• TASK OBJECTIVE: Summarize the pandas forum thread in two sentences.

• PASSAGE:
------------------------------
Reputation: 38415
Here is a simplified version of huge data I am working on, the data is sorted by time
df = pd.DataFrame({'group':['grp1','grp1','grp1','grp1', 'grp2','grp2','grp2','grp2','grp2'],'event':['foo','bar','foo','bar','foo','bar','bar','foo','bar'], 'time':[10,21,33,54,10,21,56,81,95]})
Qn: I need to find the difference in time (delay) for each pair of foo/bar (bar - foo) for each group. It becomes easy for group1 as foo/bar are equal in number and well aligned (each foo is followed by bar). I would do something like,
final = df.pivot_table(index = 'group', columns = 'event', values = 'time', aggfunc='sum')
final['delay'] = final['bar'] - final['foo']
grp1 32
grp2 81
The above result is good for grp1 but for grp2, since the event bar is repeating at index 5 & 6, I would have to ignore bar value at index 6 and get result,
grp1 32
grp2 25
Caveat: The events have to be lined up in the exact order as in grp1. If bar appears first, the corresponding time would be ignored and we start from next foo.
Would appreciate suggestions on this
Upvotes: 2
Views: 88
Reputation: 29635
You can remove rows where row is equal to the shift
on any
of the 2 columns like:
final = (df[df[['group', 'event']].ne(df[['group', 'event']].shift()).any(1)]
.pivot_table(index = 'group', columns = 'event',
values = 'time', aggfunc='sum')
)
final['delay'] = final['bar'] - final['foo']
print (final)
event bar foo delay
group
grp1 75 43 32
grp2 116 91 25
for the caveat, I would say you need to add an extra condition in the loc
first = df.loc[0, 'event']
final = (df[df[['group', 'event']].ne(df[['group', 'event']].shift()).any(1)
&~(df['group'].ne(df['group'].shift())&df['event'].ne(first))] #caveat cond
.pivot...
Upvotes: 1
Reputation: 75080
You can try with masking through the conditions and then do the pivot (explanations inline in comments):
c1 = df['event'].eq("foo") #check if current row is foo
c2 = df['event'].shift(-1).eq("bar") #check if next row is bar
cond = c1&c2 #chaining c1 and c2
#if cond is True , take next row as True since bar is already below foo per cond
final = (df[cond|cond.shift()].pivot_table(index = 'group',
columns = 'event', values = 'time', aggfunc='sum').copy())
final['bar']-final['foo']
group
grp1 32
grp2 25
dtype: int64
Upvotes: 2
------------------------------
• DATASET RECORDS:

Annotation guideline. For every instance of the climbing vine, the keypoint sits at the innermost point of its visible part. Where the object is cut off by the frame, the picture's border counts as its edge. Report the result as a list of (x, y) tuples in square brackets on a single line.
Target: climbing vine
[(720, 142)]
------------------------------
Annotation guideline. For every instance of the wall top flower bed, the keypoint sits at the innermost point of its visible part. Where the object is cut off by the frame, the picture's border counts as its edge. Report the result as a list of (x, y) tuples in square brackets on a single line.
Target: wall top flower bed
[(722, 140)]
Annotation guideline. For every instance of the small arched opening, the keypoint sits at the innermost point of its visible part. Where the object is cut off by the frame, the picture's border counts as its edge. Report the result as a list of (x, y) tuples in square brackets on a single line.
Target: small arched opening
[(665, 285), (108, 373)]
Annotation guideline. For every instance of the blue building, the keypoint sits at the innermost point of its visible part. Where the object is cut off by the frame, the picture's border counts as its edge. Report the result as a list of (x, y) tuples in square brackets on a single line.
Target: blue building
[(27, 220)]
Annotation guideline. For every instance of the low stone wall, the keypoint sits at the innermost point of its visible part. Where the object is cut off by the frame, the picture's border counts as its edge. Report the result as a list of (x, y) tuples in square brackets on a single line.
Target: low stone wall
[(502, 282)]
------------------------------
• THE ANSWER: A user with time-sorted data needs the delay (bar minus foo) for each foo/bar pair in each group, but a pivot table that sums the times works for grp1 and gives 81 instead of 25 for grp2 because bar repeats there. One reply removes rows that match the previous row in both group and event before pivoting, with an extra condition suggested for the caveat, and another keeps only foo rows followed by bar along with those bar rows; both yield 32 for grp1 and 25 for grp2.